■ Entries from a dataset:
◆ ◆ ◆ ◆

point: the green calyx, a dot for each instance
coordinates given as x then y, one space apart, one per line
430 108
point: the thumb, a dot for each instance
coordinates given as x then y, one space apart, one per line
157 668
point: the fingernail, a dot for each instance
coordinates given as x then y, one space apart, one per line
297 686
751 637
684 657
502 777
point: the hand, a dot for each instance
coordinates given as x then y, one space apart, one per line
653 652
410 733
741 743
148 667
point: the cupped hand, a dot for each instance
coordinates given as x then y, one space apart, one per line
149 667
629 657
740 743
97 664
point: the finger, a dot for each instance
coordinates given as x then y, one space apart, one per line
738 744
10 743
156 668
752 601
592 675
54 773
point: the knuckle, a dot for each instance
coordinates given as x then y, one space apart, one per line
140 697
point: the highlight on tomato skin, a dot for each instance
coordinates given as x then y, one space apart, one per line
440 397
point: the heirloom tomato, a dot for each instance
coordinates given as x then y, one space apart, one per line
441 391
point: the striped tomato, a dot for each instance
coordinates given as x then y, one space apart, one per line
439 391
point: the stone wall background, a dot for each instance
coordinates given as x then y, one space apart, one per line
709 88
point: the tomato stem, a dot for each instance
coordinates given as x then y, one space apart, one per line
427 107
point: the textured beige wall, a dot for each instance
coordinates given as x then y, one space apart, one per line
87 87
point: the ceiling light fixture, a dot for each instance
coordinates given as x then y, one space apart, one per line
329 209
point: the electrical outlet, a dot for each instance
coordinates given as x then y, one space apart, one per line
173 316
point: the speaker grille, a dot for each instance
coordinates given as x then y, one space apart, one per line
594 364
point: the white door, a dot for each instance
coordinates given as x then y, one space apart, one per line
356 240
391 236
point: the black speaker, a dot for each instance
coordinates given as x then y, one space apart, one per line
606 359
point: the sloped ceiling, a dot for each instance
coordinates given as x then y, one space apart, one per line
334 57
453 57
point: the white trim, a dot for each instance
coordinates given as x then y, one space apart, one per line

◆ ◆ ◆ ◆

■ Instructions to follow: Output every one of the entries above verbatim, with no alterations.

■ Solution to the exercise:
point: the green calyx, a dot for each instance
coordinates given as x then y, one space apart, one per line
430 108
point: the thumb, a dot for each instance
coordinates given as x then y, one space apart, one per line
157 668
point: the fingernail, a dot for each instance
coordinates given as x then y, one space apart, one per line
297 686
751 637
684 657
502 777
point: the hand, a dot for each instance
coordinates given as x then y, one space apart, one per line
653 652
410 733
741 743
148 667
point: the cupped hand, a dot for each instance
coordinates given as x then y, one space apart, one per line
149 667
629 657
740 743
97 664
point: the finger, a dot for each instance
coordinates given as x then y, one space apart, one per line
738 744
10 743
156 668
752 601
592 675
54 773
point: the knuckle, a dot for each instance
coordinates given as x then y, one space apart, one per line
140 697
point: the highlight on tomato skin, a dot for each instance
coordinates given as x then y, one space apart, one per line
440 397
point: the heirloom tomato, a dot for each instance
coordinates given as x then y, one space apart, one per line
441 391
point: the striped tomato, a dot for each instance
coordinates given as x then y, one space apart, one per line
439 391
point: the stone wall background, a dot for each instance
coordinates given as x then y, one space apart, one per line
709 88
point: the tomato stem, a dot for each instance
coordinates given as x then y, one space apart, one per line
427 107
point: the textured beige wall, a dot for each instance
coordinates given as x then y, one space apart, one per line
87 87
point: the ceiling light fixture, a dot for each instance
coordinates given as x then y, one space apart, one per line
329 209
point: the electrical outlet, a dot for each instance
coordinates given as x then y, one space apart, one per line
173 316
point: the speaker grille, a dot for each instance
coordinates given as x then y, one space apart, one per line
594 364
point: the white door, a dot for each instance
coordinates given as x then y, one space apart, one per line
356 240
391 236
point: the black speaker, a dot for each instance
coordinates given as x then y, one space apart, one per line
606 359
point: the sloped ceiling, a dot for each instance
coordinates given as x then y, one space apart, one per line
334 57
453 57
point: the white trim, a dot for each instance
coordinates given as x then y, one space apart, one per line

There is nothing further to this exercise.